§ Written request A: Name every Boolean operator that the passage on Textpresso for Neuroscience says is available in its search interface.
§ Written request B: From the passage on Textpresso for Neuroscience, return word for word everything from "Table 1 Neuroscience-specific categories, approximate" down to "utilized by NIF.".

§ Provided passage:
-- -- --

We have added nine Neuroscience-specific categories to the site to enable the researcher to reduce ambiguities in searches and decrease the rate of false positives for searches. These categories are of high interest to the neuroscientist; they include brain area, drugs of abuse, NICSNP candidate gene, NIF cell type, neuropsychology & behavior, prescription drug of abuse, receptor, substance abuse and TRP channel. Table 1 shows the approximate size of their corresponding lexica together with some example terms. We initiated their implementation after discussion with NIF collaborators. For some categories we downloaded lists of terms from the National Institute on Drug Abuse website (NIDA). Other resources include web pages at the National Center for Biotechnology Information (NCBI) and other publicly available Neuroscience resources on the web. We made lexical variations of all imported terms, which included the capitalized and pluralized versions of them and added them to our lexica. These categories are considered to be a first version and will be refined and expanded further upon consultation with NIF developers.

Table 1 Neuroscience-specific categories, approximate size of their lexica (in terms of number of words and phrases), and example terms

Textpresso for Neuroscience can be accessed in two ways. A web interface enables the user to interactively search the literature, while web services allow access in an automated fashion making it possible to mine the literature via scripts and programs. Both access modes are utilized by NIF.

The homepage consists of the search interface, a description of the current database as well as a News and Messages section. The text field of the search interfaces allows for entering keywords and phrases. Phrases have to be put in double quotes. White spaces between keywords or phrases act as the Boolean operation AND. Other Boolean operators available are OR and NOT. A comma indicates that two words or phrases are to be concatenated by an OR. A minus sign (−) indicates that the following keyword or phrase should not appear in the sentence. The checkboxes underneath the text field modify the keyword search. When ‘Exact match’ is clicked, all words have to be matched exactly, while, if it is not clicked, a wild card sign, which represents one or more arbitrary characters, is appended to each word. The checkbox ‘Case sensitive’ controls whether upper and lower case of each word should be considered for the query. The user can furthermore require categories to be added to the queries. Up to four categories can be specified from the cascading menus. They are always concatenated with a Boolean AND. Finally, advanced search options described below can be activated by clicking on the corresponding link.

Pressing the ‘Search!’ button submits the query to the search engine. The user is led to the search interface, and score-sorted list of search returns is returned (Fig. 3). Points are given when a search term is found in a sentence, so that sentences with more matches are given a higher score. On top of the table the user can adjust options to control the global display such as number of entries per page, number of sentences surrounding the matching sentence and search term highlighting. The head of the table displays the number of matches and corresponding documents. Additionally some global links are offered, such as exporting the results in EndNote or XML.

-- -- --

§ Provided data:
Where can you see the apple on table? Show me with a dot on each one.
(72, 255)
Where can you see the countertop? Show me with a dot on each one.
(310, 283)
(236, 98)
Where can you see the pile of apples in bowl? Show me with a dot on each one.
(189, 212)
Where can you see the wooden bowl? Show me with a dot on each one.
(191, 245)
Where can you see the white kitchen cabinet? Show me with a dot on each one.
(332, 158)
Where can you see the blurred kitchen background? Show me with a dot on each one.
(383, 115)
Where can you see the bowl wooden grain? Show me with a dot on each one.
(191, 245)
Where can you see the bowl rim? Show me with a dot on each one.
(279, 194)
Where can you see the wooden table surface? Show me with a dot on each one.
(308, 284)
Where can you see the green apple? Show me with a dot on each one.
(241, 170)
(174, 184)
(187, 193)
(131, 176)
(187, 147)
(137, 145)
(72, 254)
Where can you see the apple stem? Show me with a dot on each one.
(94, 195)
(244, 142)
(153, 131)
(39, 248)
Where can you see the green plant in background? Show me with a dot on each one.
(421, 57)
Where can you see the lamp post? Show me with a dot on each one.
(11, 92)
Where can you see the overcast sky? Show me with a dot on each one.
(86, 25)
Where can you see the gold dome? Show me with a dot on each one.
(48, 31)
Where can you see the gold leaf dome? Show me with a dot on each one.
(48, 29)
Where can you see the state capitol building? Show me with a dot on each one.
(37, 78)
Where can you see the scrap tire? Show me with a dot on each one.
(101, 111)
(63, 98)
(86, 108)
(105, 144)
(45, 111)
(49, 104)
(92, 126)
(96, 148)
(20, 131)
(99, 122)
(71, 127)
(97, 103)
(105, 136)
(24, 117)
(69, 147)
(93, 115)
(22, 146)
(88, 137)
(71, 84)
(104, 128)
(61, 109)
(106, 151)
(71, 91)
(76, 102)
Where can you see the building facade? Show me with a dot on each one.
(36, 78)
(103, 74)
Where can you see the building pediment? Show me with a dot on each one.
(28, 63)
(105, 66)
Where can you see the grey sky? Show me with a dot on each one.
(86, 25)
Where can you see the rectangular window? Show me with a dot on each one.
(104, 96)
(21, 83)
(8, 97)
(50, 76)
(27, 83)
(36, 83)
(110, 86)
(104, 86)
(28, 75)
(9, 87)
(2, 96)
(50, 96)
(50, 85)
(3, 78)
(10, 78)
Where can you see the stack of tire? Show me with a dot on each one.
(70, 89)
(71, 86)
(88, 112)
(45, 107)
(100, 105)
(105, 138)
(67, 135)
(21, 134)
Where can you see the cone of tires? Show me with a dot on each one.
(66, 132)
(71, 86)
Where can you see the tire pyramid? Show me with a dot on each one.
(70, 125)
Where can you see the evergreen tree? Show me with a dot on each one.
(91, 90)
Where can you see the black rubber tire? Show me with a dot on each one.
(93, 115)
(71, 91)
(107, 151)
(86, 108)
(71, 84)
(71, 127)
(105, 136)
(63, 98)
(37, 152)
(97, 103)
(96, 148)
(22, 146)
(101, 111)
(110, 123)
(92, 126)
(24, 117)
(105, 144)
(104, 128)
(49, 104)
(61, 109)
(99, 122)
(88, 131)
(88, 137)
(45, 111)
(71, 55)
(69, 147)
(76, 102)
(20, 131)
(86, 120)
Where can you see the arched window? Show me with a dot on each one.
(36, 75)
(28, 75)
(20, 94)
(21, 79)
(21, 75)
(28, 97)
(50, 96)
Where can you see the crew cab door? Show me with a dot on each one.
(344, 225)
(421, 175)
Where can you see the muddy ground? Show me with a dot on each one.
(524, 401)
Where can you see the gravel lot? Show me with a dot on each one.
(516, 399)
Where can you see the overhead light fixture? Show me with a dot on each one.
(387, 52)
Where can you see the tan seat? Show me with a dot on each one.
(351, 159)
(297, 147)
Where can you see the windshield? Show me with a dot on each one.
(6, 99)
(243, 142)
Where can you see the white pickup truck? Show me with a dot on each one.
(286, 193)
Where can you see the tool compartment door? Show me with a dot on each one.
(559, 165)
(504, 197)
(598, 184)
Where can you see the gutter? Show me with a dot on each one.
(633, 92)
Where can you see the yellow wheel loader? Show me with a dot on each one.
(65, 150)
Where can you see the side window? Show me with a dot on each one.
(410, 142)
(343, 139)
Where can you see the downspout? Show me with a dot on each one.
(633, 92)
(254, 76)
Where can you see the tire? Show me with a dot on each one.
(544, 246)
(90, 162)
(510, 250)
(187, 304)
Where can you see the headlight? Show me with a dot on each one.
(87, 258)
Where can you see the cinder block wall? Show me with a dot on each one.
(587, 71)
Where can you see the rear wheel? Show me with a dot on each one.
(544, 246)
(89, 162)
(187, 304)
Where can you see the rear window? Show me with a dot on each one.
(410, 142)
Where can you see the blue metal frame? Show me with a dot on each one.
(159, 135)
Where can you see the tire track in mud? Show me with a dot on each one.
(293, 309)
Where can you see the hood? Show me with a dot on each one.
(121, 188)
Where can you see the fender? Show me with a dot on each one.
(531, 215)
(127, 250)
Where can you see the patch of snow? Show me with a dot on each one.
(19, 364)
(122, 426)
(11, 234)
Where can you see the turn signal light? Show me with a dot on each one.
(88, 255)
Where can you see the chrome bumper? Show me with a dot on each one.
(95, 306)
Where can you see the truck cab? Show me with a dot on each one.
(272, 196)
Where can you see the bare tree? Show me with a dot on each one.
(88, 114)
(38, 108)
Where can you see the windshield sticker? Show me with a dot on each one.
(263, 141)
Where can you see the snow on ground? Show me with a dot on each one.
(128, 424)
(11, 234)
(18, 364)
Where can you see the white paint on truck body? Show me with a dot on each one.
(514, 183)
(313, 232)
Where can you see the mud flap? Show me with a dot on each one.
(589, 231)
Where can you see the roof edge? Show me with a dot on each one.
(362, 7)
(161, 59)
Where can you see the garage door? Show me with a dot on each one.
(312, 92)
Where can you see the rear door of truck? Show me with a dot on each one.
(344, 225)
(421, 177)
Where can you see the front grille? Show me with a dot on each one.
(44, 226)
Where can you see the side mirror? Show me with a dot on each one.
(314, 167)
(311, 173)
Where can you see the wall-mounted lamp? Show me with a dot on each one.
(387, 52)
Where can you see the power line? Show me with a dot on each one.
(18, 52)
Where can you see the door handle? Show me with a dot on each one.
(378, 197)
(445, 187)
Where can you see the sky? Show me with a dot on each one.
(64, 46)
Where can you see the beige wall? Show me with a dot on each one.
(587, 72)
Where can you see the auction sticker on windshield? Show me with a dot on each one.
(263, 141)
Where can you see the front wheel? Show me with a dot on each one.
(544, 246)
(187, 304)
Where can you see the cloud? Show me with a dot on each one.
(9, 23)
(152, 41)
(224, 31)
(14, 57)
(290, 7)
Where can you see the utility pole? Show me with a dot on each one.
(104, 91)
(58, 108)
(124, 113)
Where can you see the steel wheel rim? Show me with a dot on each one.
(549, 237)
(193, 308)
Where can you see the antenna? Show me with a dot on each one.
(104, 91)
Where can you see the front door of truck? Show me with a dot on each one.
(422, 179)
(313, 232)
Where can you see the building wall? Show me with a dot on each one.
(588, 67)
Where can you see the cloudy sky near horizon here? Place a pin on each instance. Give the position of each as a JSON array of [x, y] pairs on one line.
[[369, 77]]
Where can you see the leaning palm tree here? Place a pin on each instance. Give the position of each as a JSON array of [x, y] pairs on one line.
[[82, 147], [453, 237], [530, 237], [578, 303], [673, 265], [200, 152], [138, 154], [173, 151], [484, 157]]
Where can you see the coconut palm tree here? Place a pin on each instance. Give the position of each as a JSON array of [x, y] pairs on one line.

-- -- --

§ Written solution A: AND, OR, NOT

§ Written solution B:
Table 1 Neuroscience-specific categories, approximate size of their lexica (in terms of number of words and phrases), and example terms

Textpresso for Neuroscience can be accessed in two ways. A web interface enables the user to interactively search the literature, while web services allow access in an automated fashion making it possible to mine the literature via scripts and programs. Both access modes are utilized by NIF.